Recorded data
***
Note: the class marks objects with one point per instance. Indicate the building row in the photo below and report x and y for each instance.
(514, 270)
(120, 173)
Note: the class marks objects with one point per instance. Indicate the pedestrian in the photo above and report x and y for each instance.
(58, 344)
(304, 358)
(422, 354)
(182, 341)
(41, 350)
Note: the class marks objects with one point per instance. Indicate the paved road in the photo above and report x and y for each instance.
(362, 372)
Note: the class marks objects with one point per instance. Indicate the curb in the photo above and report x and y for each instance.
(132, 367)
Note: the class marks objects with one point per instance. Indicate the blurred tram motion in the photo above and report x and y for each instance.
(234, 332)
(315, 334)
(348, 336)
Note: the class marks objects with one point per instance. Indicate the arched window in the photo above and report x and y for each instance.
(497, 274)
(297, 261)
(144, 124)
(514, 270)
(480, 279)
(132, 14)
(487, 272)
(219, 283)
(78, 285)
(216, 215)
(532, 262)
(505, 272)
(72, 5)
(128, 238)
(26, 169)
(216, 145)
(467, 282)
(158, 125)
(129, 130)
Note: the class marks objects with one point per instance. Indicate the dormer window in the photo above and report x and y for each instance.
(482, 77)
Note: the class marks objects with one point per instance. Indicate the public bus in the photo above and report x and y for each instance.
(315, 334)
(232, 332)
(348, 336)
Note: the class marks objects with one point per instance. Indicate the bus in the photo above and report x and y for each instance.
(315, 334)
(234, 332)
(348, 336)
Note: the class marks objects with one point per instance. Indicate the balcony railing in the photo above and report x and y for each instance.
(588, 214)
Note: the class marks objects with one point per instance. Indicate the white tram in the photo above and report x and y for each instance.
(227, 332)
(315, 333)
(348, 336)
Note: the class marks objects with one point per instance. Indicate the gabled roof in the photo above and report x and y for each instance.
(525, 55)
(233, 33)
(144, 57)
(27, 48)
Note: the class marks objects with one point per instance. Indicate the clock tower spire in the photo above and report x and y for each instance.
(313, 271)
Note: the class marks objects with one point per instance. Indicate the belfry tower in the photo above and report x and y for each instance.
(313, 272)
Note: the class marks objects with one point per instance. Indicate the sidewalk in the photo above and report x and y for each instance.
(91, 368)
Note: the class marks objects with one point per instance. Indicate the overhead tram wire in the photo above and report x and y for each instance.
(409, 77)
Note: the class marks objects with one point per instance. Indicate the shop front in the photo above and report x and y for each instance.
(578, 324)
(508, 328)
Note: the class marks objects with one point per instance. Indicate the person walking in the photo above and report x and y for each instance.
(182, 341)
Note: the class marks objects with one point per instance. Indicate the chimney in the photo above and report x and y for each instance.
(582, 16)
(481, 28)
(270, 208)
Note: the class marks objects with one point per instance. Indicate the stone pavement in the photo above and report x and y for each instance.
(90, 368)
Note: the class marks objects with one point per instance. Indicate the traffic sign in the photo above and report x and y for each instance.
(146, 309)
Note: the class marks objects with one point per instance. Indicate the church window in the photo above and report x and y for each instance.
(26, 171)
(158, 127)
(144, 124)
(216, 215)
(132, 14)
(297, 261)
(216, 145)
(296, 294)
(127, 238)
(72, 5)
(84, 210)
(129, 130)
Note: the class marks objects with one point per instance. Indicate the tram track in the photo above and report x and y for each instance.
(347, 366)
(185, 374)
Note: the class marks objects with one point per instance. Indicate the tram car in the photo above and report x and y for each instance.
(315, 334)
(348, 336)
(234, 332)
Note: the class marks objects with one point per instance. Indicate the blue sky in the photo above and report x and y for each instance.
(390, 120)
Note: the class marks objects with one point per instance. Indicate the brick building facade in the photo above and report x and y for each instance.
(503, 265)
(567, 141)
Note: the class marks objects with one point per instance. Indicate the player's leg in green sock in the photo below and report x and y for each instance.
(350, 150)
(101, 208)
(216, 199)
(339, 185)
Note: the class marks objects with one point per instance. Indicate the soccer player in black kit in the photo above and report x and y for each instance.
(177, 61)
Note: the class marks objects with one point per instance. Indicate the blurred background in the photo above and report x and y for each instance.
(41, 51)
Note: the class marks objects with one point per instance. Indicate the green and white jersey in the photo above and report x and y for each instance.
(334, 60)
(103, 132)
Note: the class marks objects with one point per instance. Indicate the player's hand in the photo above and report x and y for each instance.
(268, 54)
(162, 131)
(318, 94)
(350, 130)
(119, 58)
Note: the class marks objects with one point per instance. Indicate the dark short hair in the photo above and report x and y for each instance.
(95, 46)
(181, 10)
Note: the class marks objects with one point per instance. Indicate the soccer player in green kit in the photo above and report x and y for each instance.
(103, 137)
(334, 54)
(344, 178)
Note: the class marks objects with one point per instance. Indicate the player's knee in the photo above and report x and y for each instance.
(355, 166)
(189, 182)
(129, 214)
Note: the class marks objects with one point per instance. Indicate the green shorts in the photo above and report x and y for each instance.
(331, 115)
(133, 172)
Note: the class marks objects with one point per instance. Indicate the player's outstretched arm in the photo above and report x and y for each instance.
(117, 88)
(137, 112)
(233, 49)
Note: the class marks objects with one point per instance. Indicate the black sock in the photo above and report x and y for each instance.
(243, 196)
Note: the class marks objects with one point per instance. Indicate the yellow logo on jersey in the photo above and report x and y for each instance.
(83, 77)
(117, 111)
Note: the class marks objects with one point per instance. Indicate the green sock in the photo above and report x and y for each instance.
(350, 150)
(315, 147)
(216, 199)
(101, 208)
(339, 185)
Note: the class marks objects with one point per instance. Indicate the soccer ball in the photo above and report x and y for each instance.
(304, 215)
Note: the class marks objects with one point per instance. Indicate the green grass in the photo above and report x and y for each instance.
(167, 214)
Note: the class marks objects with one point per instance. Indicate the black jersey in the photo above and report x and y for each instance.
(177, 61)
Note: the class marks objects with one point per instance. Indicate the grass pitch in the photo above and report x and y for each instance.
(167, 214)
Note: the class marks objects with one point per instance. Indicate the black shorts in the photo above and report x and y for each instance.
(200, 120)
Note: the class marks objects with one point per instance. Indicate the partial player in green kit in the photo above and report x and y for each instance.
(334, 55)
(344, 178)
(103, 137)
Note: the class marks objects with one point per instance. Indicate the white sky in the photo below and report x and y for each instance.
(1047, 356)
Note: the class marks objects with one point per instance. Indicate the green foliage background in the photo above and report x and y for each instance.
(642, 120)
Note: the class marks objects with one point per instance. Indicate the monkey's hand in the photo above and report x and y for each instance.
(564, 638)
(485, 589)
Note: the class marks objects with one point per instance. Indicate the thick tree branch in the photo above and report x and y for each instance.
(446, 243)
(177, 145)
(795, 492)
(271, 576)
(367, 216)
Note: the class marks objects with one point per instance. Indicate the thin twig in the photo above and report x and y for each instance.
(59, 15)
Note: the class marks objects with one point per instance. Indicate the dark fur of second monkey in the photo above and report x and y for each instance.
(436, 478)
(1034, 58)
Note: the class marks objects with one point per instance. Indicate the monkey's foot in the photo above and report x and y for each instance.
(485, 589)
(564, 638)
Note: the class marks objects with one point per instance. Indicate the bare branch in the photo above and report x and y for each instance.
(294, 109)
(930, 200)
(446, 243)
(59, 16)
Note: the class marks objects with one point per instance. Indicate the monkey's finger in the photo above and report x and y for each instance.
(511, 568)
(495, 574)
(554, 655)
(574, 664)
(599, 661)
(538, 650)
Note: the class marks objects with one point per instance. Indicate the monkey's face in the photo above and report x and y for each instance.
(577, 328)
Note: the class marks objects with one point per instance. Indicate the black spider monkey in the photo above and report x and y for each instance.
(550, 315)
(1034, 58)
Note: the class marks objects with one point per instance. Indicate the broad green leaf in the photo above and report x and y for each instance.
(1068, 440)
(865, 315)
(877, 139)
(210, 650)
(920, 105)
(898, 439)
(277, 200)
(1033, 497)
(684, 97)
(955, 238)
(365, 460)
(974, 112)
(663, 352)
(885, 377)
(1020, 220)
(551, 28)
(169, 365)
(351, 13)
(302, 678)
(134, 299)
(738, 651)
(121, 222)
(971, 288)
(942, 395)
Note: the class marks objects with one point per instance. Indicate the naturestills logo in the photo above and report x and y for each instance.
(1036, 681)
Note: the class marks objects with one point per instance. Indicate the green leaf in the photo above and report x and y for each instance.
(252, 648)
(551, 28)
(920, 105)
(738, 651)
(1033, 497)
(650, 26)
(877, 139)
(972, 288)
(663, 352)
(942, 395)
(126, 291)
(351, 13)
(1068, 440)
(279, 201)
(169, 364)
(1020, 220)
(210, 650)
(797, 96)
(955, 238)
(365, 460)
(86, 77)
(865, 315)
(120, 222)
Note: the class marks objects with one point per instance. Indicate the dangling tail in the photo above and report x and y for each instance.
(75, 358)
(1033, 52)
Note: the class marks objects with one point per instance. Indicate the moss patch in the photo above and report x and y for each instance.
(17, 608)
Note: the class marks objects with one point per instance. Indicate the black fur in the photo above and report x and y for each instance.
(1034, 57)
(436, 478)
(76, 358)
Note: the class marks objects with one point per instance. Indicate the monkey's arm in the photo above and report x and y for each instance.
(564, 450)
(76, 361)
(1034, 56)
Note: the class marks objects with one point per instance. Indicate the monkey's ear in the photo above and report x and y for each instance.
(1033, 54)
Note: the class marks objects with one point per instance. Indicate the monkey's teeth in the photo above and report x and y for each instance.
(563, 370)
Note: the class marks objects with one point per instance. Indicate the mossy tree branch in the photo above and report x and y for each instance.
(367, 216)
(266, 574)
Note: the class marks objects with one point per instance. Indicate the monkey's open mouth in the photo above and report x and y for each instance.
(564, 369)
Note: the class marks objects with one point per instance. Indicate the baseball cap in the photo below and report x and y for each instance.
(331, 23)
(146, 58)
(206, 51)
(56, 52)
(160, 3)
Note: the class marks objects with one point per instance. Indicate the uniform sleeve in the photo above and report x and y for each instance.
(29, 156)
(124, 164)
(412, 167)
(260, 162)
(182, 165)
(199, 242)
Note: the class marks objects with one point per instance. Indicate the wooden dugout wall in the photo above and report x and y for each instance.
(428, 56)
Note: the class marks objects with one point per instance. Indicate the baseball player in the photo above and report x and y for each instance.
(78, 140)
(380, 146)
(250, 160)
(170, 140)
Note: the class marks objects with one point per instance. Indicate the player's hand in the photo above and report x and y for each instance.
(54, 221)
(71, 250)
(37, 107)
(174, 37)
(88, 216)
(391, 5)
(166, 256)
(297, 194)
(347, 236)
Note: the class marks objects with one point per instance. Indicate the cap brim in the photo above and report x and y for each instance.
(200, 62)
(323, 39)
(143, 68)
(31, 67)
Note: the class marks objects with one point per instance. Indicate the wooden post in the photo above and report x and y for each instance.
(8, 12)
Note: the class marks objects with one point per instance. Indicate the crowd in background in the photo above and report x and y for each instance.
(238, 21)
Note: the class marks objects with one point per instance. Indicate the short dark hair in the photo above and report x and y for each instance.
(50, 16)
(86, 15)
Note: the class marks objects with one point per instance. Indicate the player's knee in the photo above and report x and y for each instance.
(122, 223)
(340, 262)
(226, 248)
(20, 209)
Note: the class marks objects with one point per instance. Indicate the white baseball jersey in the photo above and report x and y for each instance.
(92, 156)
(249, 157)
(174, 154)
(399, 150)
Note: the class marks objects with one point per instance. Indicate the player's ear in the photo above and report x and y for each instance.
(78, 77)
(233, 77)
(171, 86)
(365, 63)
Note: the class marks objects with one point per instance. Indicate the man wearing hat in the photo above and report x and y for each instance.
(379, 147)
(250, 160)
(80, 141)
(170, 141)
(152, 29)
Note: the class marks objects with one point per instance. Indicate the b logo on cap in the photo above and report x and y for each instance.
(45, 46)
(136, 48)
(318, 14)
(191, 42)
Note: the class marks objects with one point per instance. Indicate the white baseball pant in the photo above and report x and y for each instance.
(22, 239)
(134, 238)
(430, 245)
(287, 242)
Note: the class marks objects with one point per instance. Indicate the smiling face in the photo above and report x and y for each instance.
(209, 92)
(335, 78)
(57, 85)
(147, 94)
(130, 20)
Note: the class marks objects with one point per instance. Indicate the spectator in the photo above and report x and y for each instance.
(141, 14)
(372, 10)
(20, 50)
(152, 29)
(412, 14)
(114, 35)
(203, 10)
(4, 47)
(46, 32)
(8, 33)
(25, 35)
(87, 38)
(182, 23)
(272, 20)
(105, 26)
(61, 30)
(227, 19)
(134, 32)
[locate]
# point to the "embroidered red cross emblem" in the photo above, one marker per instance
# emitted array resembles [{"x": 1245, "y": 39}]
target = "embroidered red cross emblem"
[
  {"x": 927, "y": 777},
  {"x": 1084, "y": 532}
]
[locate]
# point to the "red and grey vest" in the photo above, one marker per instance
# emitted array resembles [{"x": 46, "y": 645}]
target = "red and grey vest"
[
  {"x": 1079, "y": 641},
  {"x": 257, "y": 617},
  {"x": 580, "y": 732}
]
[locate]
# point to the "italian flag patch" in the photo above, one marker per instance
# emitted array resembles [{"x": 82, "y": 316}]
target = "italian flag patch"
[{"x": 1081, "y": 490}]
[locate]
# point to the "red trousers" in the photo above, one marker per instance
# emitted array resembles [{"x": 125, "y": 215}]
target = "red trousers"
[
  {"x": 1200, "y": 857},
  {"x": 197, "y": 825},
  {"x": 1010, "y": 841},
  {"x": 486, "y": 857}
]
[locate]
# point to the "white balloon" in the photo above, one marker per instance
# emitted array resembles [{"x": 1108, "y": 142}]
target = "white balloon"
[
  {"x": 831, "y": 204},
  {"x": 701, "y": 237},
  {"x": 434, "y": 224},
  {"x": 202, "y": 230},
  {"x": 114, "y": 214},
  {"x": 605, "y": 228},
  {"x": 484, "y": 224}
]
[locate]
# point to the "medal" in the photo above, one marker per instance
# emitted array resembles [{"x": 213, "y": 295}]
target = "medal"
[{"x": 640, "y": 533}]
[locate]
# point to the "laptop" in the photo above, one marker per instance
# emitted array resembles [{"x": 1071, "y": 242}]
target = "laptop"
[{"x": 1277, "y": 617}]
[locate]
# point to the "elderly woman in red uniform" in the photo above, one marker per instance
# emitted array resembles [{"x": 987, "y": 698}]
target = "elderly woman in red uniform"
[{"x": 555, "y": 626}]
***
* **Requirements**
Identify each line in the material above that contains the word "balloon", and copy those lines.

* **Finished answer**
# point to the "white balloon" in the photo above, one marker per instance
target = "white balloon"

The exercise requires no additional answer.